## START SELECTED EXCERPT

2. The motor vehicle of claim 1 wherein the at least one first
microphone comprises a plurality of first microphones permanently
installed in the motor vehicle, the electronic processor being
communicatively coupled to each of the first microphones and being
configured to: receive a respective first microphone signal from
each of the first microphones; and perform advanced audio
processing dependent upon each of the first microphone signals and
the second microphone signal.
3. The motor vehicle of claim 1 wherein the electronic processor is
configured to: establish communication with a plurality of personal
mobile electronic devices brought into a passenger compartment of
the motor vehicle by at least one human user, each of the personal
mobile electronic devices having a respective second microphone;
receive a respective second microphone signal from each of the
second microphones; and perform advanced audio processing dependent
upon the first microphone signal and each of the second microphone
signals.
4. The motor vehicle of claim 1 wherein the advanced audio
processing comprises noise cancellation.
5. The motor vehicle of claim 1 wherein the advanced audio
processing comprises in-car communication.
6. The motor vehicle of claim 1 wherein the advanced audio
processing comprises speech recognition.
7. The motor vehicle of claim 1 wherein the advanced audio
processing comprises noise suppression.
8. The motor vehicle of claim 1 wherein the advanced audio
processing comprises directionality processing.
9. The motor vehicle of claim 1 wherein the advanced audio
processing comprises hands-free telephony.
10. An audio method for a motor vehicle, the method comprising:
permanently installing at least one first microphone in the motor
vehicle; receiving a first microphone signal from the first
microphone; establishing communication with a personal mobile
electronic device brought into a passenger compartment of the motor
vehicle by a human user, the personal mobile electronic device
having a second microphone; receiving a second microphone signal
from the second microphone; and performing advanced audio
processing dependent upon the first microphone signal and the
second microphone signal.
11. The method of claim 10 wherein the permanently installing
includes permanently installing a plurality of first microphones in
the motor vehicle, the receiving of the first microphone signal
step includes receiving a respective first microphone signal from
each of the first microphones, and the performing step includes
performing advanced audio processing dependent upon each of the
first microphone signals and the second microphone signal.
12. The method of claim 10 wherein the establishing communication
step includes establishing communication with a plurality of
personal mobile electronic devices brought into a passenger
compartment of the motor vehicle by at least one human user, each
of the personal mobile electronic devices having a respective
second microphone, the receiving of the second microphone signal
step includes receiving a respective second microphone signal from
each of the second microphones, and the performing step includes
performing advanced audio processing dependent upon the first
microphone signal and each of the second microphone signals.
13. The method of claim 10 wherein the advanced audio processing
comprises noise cancellation.
14. The method of claim 10 wherein the advanced audio processing
comprises in-car communication.
15. The method of claim 10 wherein the advanced audio processing
comprises speech recognition.
16. The method of claim 10 wherein the advanced audio processing
comprises noise suppression.
17. The method of claim 10 wherein the advanced audio processing
comprises directionality processing.
18. The method of claim 10 wherein the advanced audio processing
comprises hands-free telephony.

## END SELECTED EXCERPT
## START AVAILABLE DATA

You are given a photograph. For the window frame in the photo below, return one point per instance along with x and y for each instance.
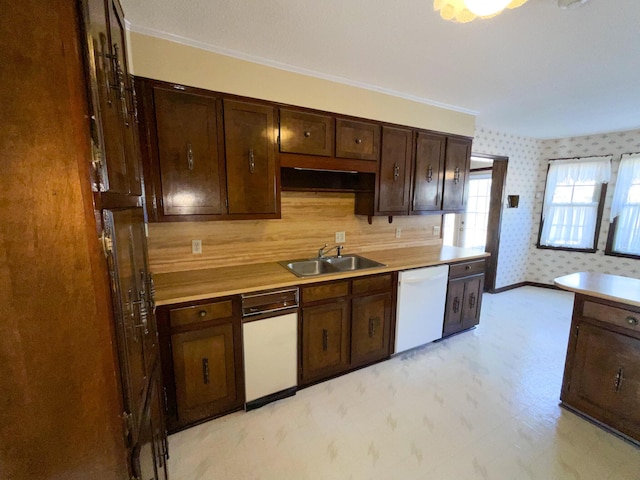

## END AVAILABLE DATA

#### [COMPLETE THE FOLLOWING]
[a] In the vehicle audio claims, which kinds of advanced audio processing are named?
[b] Carry on the vehicle audio claims after the last line shown.
The data stands apart from the vehicle audio claims.

#### [RESPONSES TO THE TASKS]
[a] Noise cancellation, in-car communication, speech recognition, noise suppression, directionality processing, and hands-free telephony.

[b]
19. A motor vehicle, comprising: a plurality of first microphones
permanently installed in the motor vehicle; an electronic processor
communicatively coupled to the first microphones and configured to:
receive a respective first microphone signal from each of the first
microphones; establish communication with each of a plurality of
personal mobile electronic devices brought into a passenger
compartment of the motor vehicle by at least one human user, each
of the personal mobile electronic devices having a respective
second microphone; receive a respective second microphone signal
from each of the second microphones; and perform advanced audio
processing dependent upon the first microphone signals and the
second microphone signals.
20. The motor vehicle of claim 19 wherein the advanced audio
processing comprises noise cancellation, in-car communication,
speech recognition, noise suppression, directionality processing,
and/or hands-free telephony.
Description
CROSS-REFERENCED TO RELATED APPLICATIONS
[0001] This application claims benefit of U.S. Provisional
Application No. 62/720,985 filed on Aug. 22, 2018, the disclosure
of which is hereby incorporated by reference in its entirety for
all purposes.
FIELD OF THE INVENTION
[0002] The disclosure relates to microphones used in a motor
vehicle.
BACKGROUND OF THE INVENTION
[0003] Microphones are expensive to integrate into a vehicle, and
the need for more microphones in the vehicle cabin is increasing as
active noise cancellation, speech recognition, in-car
communications systems, etc. are growing more popular. Presently,
the only solution is to incorporate more and more microphones,
which adds substantial cost. However, portable electronic devices
such as smartphones and tablets are brought into vehicles with
great regularity, and these devices almost always include at least
one built-in microphone.
SUMMARY
[0004] The present invention may include a system wherein the
portable electronic devices that have been brought into a vehicle's
cabin communicate their microphone signals, via either a wired or
wireless connection, to the vehicle's audio processing system. In
this way, the microphones of the brought-in devices form a scalable
ad hoc microphone network that is made available to the vehicle's
audio processing system.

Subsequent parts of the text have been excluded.